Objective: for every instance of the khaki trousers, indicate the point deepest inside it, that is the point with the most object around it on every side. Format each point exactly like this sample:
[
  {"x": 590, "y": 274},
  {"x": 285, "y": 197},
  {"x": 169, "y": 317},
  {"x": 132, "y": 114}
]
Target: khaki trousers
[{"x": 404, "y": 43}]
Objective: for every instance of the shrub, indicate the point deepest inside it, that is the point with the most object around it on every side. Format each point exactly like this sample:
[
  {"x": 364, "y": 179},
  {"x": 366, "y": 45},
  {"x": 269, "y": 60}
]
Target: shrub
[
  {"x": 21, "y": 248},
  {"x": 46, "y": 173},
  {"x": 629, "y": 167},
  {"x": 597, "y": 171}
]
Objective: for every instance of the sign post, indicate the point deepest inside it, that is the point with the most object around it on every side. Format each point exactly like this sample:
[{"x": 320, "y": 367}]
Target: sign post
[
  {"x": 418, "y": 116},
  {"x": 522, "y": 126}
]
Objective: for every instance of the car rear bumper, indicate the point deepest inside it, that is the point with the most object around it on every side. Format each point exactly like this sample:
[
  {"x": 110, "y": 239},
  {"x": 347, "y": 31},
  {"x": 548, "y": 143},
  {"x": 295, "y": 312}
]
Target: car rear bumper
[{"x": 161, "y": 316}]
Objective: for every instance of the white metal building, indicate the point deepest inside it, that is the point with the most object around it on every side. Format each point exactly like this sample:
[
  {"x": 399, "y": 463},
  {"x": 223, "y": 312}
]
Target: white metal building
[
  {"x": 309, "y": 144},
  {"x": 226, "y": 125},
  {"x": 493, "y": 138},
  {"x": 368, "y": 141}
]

——

**EXERCISE PROMPT**
Can you extract every line of the data above and reproduce it character for character, with no change?

**WRITTEN REPLY**
Objective: for every instance of the khaki trousers, indicate the point deepest inside it, that is the point with the most object around it on every side. Format each point exactly like this sample:
[
  {"x": 590, "y": 274},
  {"x": 285, "y": 197},
  {"x": 169, "y": 317},
  {"x": 132, "y": 114}
]
Target: khaki trousers
[{"x": 404, "y": 43}]
Objective: for every instance of the shrub, indicate the point deepest inside it, that is the point with the most object around it on every side. Format each point exactly like this sample:
[
  {"x": 364, "y": 179},
  {"x": 366, "y": 45},
  {"x": 269, "y": 60}
]
Target: shrub
[
  {"x": 21, "y": 248},
  {"x": 46, "y": 173},
  {"x": 629, "y": 167},
  {"x": 597, "y": 171}
]
Objective: for every instance of the sign post, indicate the point deepest inside it, that is the point with the most object around it on every side. Format each point exactly like this sample:
[{"x": 320, "y": 367}]
Target: sign post
[
  {"x": 418, "y": 116},
  {"x": 522, "y": 126}
]
Objective: for every instance of the car rear bumper, indicate the point deepest inside it, that is the point with the most object around it on every side. Format each point exactly like this sample:
[
  {"x": 110, "y": 239},
  {"x": 347, "y": 31},
  {"x": 548, "y": 143},
  {"x": 295, "y": 312}
]
Target: car rear bumper
[{"x": 161, "y": 316}]
Objective: for every instance of the white metal building, indicate the point deepest inside it, that is the point with the most object around it on every side. Format each point exactly like this sample:
[
  {"x": 399, "y": 463},
  {"x": 223, "y": 312}
]
Target: white metal building
[
  {"x": 309, "y": 144},
  {"x": 226, "y": 125},
  {"x": 493, "y": 138},
  {"x": 368, "y": 141}
]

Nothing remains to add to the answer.